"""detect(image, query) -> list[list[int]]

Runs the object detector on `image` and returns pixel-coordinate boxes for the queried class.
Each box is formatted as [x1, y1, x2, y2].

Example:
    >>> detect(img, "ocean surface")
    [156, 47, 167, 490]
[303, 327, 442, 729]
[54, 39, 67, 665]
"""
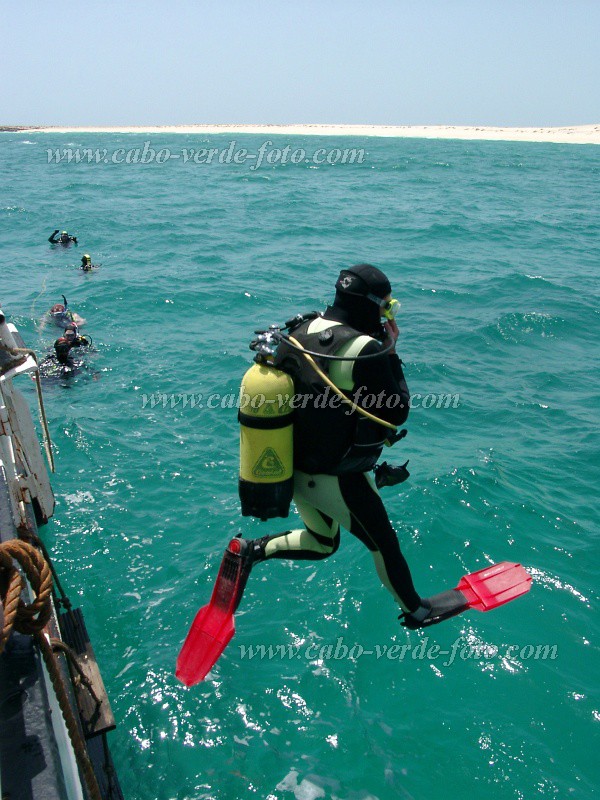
[0, 133, 600, 800]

• [REQUEST]: Output every line of the data above as a numbered list, skipping blank lines. Leave the pictures out of your answer.

• [WRITTEN SOLUTION]:
1. """detect(image, query) -> list[list[int]]
2. Runs the object detector on `image` and returns pixel-coordinate boxes for the queried class.
3. Each box is formatted as [x1, y1, x2, y2].
4. Example:
5.     >>> detect(img, "ocean surface")
6.     [156, 47, 167, 490]
7. [303, 327, 442, 729]
8. [54, 39, 67, 665]
9. """
10. [0, 133, 600, 800]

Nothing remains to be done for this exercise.